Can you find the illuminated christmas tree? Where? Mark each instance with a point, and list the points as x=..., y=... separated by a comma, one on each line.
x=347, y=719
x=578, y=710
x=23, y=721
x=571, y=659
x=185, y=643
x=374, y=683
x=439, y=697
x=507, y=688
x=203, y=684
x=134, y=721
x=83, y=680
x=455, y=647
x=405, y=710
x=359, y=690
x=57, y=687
════
Assignment -
From the data above, output every line exactly.

Answer to the problem -
Can you find the illuminated christmas tree? Where? Mark each instance with a point, and list the points as x=..., y=... separated by a comma, one on each line.
x=347, y=719
x=578, y=710
x=23, y=721
x=571, y=659
x=185, y=643
x=374, y=683
x=439, y=697
x=507, y=688
x=203, y=684
x=134, y=721
x=83, y=680
x=455, y=647
x=405, y=710
x=359, y=690
x=57, y=687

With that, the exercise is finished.